_WHAT IS ASKED_:
Every record that follows should be printed verbatim.

[Source records]
------------

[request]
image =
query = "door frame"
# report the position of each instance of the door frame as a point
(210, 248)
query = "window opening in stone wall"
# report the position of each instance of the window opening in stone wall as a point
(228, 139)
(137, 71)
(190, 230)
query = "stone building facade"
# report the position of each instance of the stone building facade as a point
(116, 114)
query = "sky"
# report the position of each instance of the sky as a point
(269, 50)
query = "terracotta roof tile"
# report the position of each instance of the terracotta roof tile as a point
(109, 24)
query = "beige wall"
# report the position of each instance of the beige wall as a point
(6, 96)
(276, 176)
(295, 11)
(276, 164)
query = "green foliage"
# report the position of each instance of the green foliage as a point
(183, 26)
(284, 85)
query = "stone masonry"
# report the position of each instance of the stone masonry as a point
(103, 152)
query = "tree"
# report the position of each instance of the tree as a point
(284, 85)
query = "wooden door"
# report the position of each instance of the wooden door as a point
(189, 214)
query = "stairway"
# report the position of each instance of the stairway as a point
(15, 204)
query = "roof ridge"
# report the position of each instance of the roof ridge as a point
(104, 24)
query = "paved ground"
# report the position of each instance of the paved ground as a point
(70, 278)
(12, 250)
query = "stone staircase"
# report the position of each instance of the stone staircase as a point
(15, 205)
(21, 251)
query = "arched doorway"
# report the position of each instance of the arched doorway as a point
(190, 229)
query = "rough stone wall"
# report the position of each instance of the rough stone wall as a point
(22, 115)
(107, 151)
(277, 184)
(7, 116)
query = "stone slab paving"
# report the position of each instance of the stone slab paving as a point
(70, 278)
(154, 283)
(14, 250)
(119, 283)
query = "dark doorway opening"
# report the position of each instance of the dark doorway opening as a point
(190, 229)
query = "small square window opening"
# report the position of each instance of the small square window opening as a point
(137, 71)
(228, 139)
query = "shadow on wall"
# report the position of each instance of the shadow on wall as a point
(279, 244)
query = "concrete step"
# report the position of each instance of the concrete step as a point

------------

_FULL OUTPUT_:
[request]
image =
query = "door frame"
# report the position of each instance of the door frame as a point
(210, 248)
query = "window opening in stone wall"
# report the position of each instance of the window opening in stone wall as a point
(228, 139)
(137, 71)
(190, 230)
query = "stone building facade"
# report the position of each instance of the stone building facade as a point
(116, 114)
query = "sky"
# report the position of each instance of the sky as a point
(269, 50)
query = "terracotta roof tile"
# report the position of each instance of the terracotta roof tile as a point
(109, 24)
query = "beige wall"
# report the position of each instance of the beige wall as a point
(6, 96)
(276, 176)
(295, 11)
(276, 164)
query = "green foliage"
# report the position of each instance of the green foliage as a point
(183, 26)
(284, 85)
query = "stone masonry"
# report the position of each instance of the stone masonry as a point
(103, 152)
query = "tree"
# report the position of each instance of the tree as a point
(284, 85)
query = "wooden door"
# report the position of each instance of the wooden door as a point
(189, 214)
query = "stairway"
# report the position of each instance of the stairway as a point
(15, 204)
query = "roof ridge"
# report the position of each instance of the roof ridge as a point
(104, 24)
query = "paved ground"
# report the position of each instance of the paved ground as a point
(70, 278)
(12, 250)
query = "stone staircase"
# report the position of each instance of the stone staircase as a point
(15, 205)
(21, 251)
query = "arched doorway"
# report the position of each instance of the arched doorway as a point
(190, 229)
query = "rough stone wall"
# report the position of each instance of the rough stone wall as a point
(22, 115)
(107, 151)
(277, 184)
(7, 116)
query = "stone slab paving"
# report the position of each instance of the stone slab paving as a point
(70, 278)
(154, 283)
(14, 250)
(119, 283)
query = "dark doorway opening"
# report the position of each instance of the dark doorway opening as a point
(190, 229)
query = "small square window opening"
# report the position of each instance of the small square window opening as a point
(137, 71)
(228, 139)
query = "shadow on wall"
# report the position of each instance of the shadow on wall as a point
(279, 244)
query = "concrete step"
# report the position of each instance of the concrete step as a point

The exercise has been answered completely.